• [OPDRACHT] Welke betekenis geeft de woordenlijst met bouwkundige termen aan het woord "Dodekop"?

• [AANGELEVERDE TEKST]

++++++++++

WOORDEN EN TERMEN

1. Verklarende woordenlijst

Aanhelen Repareren in oorspronkelijk profiel
Afdeklijst Hellend bovenvlak van een muur, tegen inwatering
Afzaat Hellend bovenvlak van een horizontale lijst van een dorpel
Ajour Opengewerkt decoratief houtsnij- of beeldhouwwerk
Absis, apsis Nisvormige, halfronde of veelhoekige afsluiting van koor, schip of beuk van een kerk
Arcade Reeks van bogen, rustend op pijlers of zuilen
Attiek Verhoging boven kroonlijst
Baander Dubbele inrijdeur in een bedrijfsruimte van een boerderij
Bakgoot Rechthoekige houten of zinken goot
Bakhuid Hardere buitenkant van baksteen
Balustrade Borstwering, afzetting van balkon
Basement De voet van een zuil, pilaster of pijler
Bel-etage Eerste verdieping of hoofdetage, te bereiken via trappartij
Beschieting of beschot Betimmering van planken
Beuk Romp van een kerkgebouw. Onderscheiden worden midden- of hoofdbeuk, zijbeuken en dwarsbeuken
Blokgoot Houten goot, gemaakt door uithollen (uitdisselen) van een plaat
Boeiboord Opstaande kant van een dakgoot/daklijst
Bovenlicht Raam boven deur, of het bovenste venster van een raam
Cannelures Holle verticale gleuven
Capillaire werking Opzuigen van water in spleet of porie
Console Houten of stenen ondersteuning
Cordonlijst Uitspringende horizontale lijst langs een gevel
Dagkant Zijkant van een muuropening (binnen of buiten)
Dakschild/dakvlak Schuin aflopend vlak van een dak
Dakspoor Verticaal van voet tot nok geplaatst stuk hout dat de dakbedekking draagt door middel van latten of dakbeschot
Deurkalf Horizontaal balkje tussen deur en bovenlicht
Diefijzers Metalen tralie- of hekwerk in kozijnen van vensters
Dodekop Rode kleurstof met veel ijzeroxide
Doken IJzeren bevestiging van natuursteen
Doorzalend dak Dakschild met een lichte knik naar binnen
Dorpel De horizontale delen van een deur of raamkozijn
Driepas Geometrisch motief in bijvoorbeeld venstertop of nis (met de vorm van een klavertje-drie)

++++++++++

Opgeslagen items:

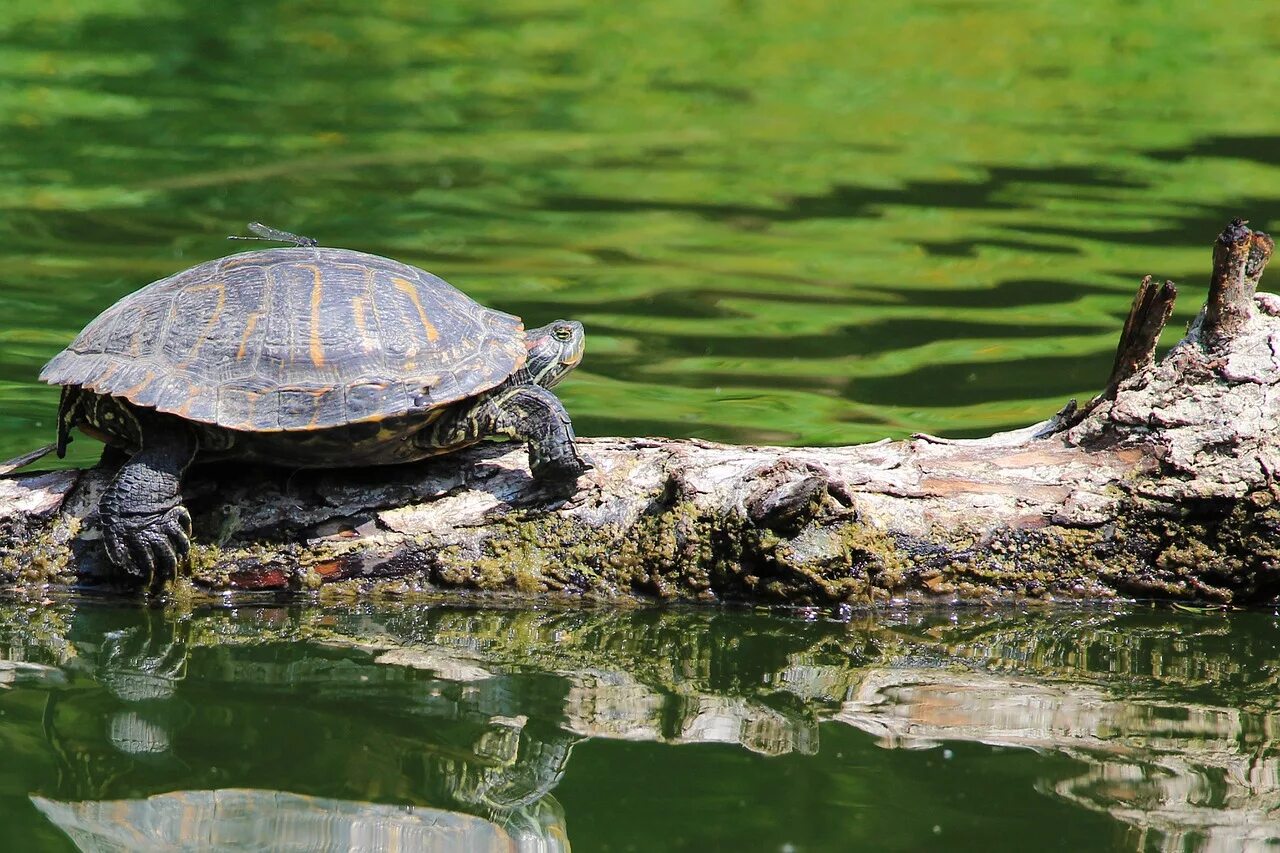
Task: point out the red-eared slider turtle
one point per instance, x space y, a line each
302 356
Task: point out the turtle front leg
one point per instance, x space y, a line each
145 527
528 413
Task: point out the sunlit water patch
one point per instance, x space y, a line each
778 222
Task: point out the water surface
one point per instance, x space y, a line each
800 223
652 730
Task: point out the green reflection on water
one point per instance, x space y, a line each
654 730
810 222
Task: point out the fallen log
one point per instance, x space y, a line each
1162 486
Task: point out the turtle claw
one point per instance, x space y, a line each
566 466
149 548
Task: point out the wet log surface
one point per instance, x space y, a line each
1162 486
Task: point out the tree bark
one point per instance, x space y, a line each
1160 487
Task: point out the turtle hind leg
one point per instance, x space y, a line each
524 413
68 414
145 527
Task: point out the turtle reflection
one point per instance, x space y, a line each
1169 721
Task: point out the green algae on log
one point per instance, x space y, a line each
1162 486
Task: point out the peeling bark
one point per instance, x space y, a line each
1160 487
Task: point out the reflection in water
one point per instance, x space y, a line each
398 721
263 820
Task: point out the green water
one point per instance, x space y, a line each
816 222
786 222
650 730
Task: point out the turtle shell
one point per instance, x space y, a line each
293 340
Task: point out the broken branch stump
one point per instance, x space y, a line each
1162 486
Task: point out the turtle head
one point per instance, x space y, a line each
553 351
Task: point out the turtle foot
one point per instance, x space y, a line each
566 466
149 547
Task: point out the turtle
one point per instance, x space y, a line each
300 356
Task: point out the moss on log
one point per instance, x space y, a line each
1160 487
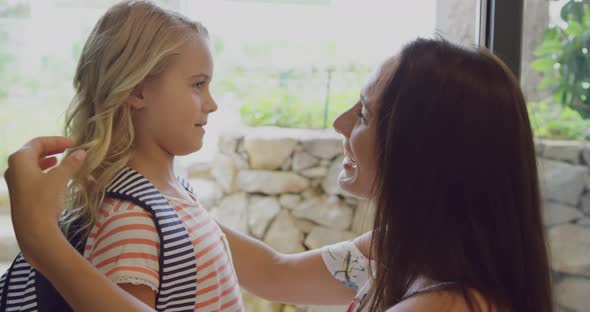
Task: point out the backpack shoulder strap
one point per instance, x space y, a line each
177 260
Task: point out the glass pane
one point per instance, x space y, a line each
288 63
556 82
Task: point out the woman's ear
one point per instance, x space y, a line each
136 99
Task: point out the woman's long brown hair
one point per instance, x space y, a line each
458 194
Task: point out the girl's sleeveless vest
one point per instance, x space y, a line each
22 288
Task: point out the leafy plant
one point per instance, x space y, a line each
564 58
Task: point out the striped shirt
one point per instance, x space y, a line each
124 245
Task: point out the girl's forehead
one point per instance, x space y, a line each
194 57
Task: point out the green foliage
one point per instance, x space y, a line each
297 100
282 108
564 58
553 122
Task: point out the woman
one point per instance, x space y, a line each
440 141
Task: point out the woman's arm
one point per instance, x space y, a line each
296 278
39 237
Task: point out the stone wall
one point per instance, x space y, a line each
563 172
279 185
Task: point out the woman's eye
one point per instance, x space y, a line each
198 85
360 114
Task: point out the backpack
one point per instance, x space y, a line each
22 288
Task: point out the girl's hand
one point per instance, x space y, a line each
37 194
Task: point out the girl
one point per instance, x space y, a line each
439 140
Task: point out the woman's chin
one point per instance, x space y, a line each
346 180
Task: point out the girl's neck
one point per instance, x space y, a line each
158 168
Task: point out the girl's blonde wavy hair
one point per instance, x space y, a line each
133 41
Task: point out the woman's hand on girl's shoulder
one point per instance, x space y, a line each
37 189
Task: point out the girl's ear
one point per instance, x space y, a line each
136 99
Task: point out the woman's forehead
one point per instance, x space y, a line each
380 77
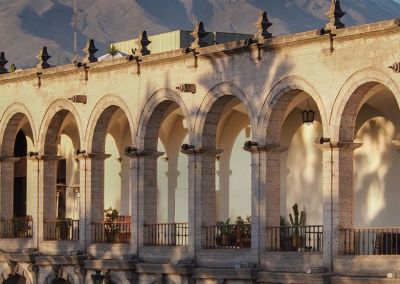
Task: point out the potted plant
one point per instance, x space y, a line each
297 220
111 227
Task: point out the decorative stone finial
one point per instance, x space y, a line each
263 24
335 13
199 34
90 49
142 43
3 62
43 57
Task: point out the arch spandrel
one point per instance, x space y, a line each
19 111
52 111
154 101
108 103
227 90
350 97
270 121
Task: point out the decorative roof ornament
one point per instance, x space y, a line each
199 34
263 24
90 50
335 13
3 62
142 43
43 57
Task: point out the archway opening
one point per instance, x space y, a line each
111 214
165 132
294 174
371 120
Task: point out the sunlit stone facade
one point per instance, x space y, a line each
63 163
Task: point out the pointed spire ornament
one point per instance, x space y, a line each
43 57
3 62
89 50
142 43
199 34
335 13
263 24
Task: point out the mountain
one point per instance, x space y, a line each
27 25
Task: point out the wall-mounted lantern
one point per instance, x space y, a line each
308 114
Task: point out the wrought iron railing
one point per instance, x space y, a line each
295 238
227 236
167 234
16 228
61 230
370 241
112 232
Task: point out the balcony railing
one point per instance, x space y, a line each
112 232
61 230
173 234
370 241
290 238
227 236
16 228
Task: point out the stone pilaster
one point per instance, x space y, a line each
338 191
91 208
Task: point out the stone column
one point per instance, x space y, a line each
91 207
201 194
337 190
144 193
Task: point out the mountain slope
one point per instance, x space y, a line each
28 24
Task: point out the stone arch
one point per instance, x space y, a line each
16 270
275 106
212 106
52 122
100 119
10 125
350 98
153 112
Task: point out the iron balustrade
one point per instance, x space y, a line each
370 241
227 236
167 234
61 230
16 228
295 238
112 232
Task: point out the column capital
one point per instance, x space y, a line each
93 156
338 145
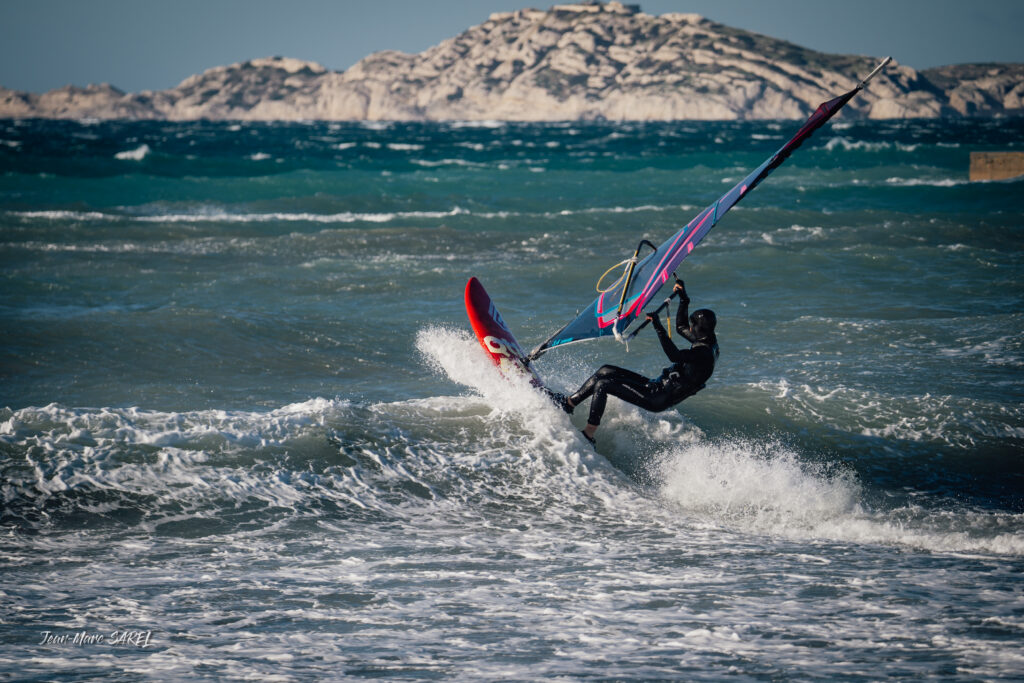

++++++++++

• [ANTWOORD] Rode kleurstof met veel ijzeroxide.